- **原文抜粋**
というのは、国民のほとんどが天皇制はなぜあるのか、皇族の役割は何かを理解していません。私たちが天皇制を理解していれば、秋篠宮さまもご自身は何のためにここにいて会見するのだとはっきり言えるのですが、そうではなく、何のためにあるのかがあいまいな地位を押し付けられ、何が正解かわからないからクリアに答えられないという秋篠宮さまの苦悩が伝わってきました。
これは『公と私』の問題でも同様です。天皇制の位置づけ次第で、皇族の『公と私』の関係の捉え方も大きく変わってきます。皇族の婚姻がパブリックな意味をもっているのかどうかというのは、天皇制が何のために置かれているのかということを考えないと答えは出ないのです。天皇制の目的が定まらないと、皇族もどう振る舞っていいのかわかりません。
そう考えると、明治憲法下では、『天皇は天祖の慰霊を顕し日本国民を統一するためにおられるのだ』とか、『天皇は統治権の総覧者としてこうあらねばならない』という議論ができました。現代では通用しませんが、何のために天皇があるのか、明解な議論にはなります」

- **提供データ**

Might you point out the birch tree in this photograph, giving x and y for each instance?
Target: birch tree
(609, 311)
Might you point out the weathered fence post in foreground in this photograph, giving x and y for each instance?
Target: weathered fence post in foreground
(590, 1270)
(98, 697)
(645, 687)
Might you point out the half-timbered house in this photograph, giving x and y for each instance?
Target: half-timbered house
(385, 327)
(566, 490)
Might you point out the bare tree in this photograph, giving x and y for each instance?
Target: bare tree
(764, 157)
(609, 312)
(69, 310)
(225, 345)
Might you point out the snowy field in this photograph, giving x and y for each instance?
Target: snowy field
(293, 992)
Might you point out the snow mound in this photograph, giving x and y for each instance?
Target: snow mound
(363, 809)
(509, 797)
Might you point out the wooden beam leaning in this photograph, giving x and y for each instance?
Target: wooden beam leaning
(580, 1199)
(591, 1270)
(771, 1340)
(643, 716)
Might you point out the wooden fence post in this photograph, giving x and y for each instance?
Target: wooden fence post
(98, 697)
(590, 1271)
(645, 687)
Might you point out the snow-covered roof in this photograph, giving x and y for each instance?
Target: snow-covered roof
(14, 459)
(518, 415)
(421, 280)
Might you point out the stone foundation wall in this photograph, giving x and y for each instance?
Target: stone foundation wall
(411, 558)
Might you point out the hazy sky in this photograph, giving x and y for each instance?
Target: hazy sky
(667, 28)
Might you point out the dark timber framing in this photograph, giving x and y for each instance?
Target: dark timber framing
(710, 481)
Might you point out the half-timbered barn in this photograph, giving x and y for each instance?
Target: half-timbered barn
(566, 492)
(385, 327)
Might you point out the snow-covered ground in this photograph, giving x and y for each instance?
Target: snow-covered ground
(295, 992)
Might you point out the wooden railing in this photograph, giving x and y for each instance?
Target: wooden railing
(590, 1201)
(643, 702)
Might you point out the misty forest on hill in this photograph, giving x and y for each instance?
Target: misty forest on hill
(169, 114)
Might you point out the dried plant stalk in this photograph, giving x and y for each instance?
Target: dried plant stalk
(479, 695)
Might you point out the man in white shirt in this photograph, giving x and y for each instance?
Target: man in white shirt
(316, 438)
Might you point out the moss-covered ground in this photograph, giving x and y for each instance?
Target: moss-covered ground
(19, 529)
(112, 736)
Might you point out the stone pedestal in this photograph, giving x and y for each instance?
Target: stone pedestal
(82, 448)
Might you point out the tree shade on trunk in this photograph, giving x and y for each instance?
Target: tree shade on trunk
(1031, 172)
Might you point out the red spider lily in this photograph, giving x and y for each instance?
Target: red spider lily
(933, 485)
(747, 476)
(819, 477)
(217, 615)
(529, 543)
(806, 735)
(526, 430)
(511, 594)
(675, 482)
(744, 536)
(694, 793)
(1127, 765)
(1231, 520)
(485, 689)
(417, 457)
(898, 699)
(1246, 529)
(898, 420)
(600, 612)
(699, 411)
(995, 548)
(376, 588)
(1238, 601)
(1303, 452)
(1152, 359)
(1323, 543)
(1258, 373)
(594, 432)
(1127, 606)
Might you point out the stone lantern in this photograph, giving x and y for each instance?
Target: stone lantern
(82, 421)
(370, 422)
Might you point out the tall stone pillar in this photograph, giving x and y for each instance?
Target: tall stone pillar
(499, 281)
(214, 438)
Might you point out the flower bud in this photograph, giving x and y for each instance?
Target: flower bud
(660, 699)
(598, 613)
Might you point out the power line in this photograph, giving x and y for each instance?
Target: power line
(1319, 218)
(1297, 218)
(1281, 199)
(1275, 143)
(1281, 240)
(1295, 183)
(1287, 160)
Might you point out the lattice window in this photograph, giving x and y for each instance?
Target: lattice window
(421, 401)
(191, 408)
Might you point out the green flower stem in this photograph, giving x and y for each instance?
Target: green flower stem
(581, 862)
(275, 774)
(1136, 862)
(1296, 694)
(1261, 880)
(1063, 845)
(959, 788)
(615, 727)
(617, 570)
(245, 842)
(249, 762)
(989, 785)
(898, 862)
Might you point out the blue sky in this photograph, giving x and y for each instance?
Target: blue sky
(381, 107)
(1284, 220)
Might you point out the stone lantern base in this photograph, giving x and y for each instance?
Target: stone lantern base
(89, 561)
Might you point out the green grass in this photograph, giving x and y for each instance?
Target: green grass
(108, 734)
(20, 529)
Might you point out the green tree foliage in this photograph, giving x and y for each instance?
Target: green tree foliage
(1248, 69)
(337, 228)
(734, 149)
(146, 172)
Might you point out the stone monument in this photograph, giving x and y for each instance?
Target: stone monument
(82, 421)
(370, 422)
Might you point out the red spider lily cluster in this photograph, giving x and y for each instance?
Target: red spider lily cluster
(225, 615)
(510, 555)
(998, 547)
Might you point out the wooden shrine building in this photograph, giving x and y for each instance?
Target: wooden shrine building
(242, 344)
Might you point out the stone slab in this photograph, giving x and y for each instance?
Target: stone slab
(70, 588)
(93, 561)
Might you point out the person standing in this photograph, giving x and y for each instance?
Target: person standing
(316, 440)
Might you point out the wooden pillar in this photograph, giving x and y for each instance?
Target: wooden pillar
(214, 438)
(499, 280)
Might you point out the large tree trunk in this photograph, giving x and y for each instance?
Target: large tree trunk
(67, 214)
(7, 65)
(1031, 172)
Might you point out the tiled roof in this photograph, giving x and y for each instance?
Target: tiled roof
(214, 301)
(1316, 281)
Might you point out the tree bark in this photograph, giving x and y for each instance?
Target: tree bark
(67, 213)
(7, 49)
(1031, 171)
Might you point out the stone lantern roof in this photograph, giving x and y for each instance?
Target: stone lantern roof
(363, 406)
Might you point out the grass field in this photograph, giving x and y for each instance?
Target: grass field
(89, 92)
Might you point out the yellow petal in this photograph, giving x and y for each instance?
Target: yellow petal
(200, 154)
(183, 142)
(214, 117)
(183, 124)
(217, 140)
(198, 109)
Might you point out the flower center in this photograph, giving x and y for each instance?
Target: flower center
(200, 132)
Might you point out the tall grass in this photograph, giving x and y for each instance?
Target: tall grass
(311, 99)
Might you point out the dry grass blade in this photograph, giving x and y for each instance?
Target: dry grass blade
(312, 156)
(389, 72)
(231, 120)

- **課題の要件**
#1 天皇制に関する抜粋の「これは『公と私』の問題でも同」から「舞っていいのかわかりません。」までの部分を、「皇族」を「皇室」に置き換えて書き直すこと。
#2 天皇制に関する抜粋をもとに、次の問いに答えること。
(a) 国民のほとんどが理解していないと述べられているのは、どの二点か。
(b) 皇族の婚姻がパブリックな意味をもつかどうかの答えを出すには、何を考える必要があるとされているか。
(c) 明治憲法下の議論では、天皇は何の総覧者としてこうあらねばならないとされたか。
#3 天皇制に関する抜粋を、最後の文の後から書き継ぐこと。
データは天皇制に関する抜粋とは別の資料である。

- **想定解答**
#1
これは『公と私』の問題でも同様です。天皇制の位置づけ次第で、皇室の『公と私』の関係の捉え方も大きく変わってきます。皇室の婚姻がパブリックな意味をもっているのかどうかというのは、天皇制が何のために置かれているのかということを考えないと答えは出ないのです。天皇制の目的が定まらないと、皇室もどう振る舞っていいのかわかりません。

#2
(a) 天皇制はなぜあるのか、皇族の役割は何か
(b) 天皇制が何のために置かれているのか
(c) 統治権

#3
天皇制の理解のために、2つの考え方があるという。
「1つは、天皇制は消極的機能を果たすための制度だという理解です。天皇の歴史的権威は、民主政治のかく乱要因になるので、国民の代表が信任する内閣によってコントロールしなければならない。だから、憲法に天皇制を置いて、政治的権能を否定し、内閣の助言と承認のもとでのみ国事行為をおこなう地位に止めるのだ、ということですね。
この理解からすれば、天皇の権威や品位を積極的に維持する必要はないですし、婚姻に伴う皇室のイメージの変化にも気をつかわなくてよい。勝手にどうぞ、ということになります。
他方、もう1つの理解は、天皇制は統治の正統性を補完する積極的機能を果たすための制度だという理解ですね。
日本は国民主権国家なので、立法や行政の正統性は、全て国民主権原理によって調達しなければなりません。立法は『国民の代表が決めたから』、行政は『国民の代表が信任する内閣がやっているから』という理由で正統化されます。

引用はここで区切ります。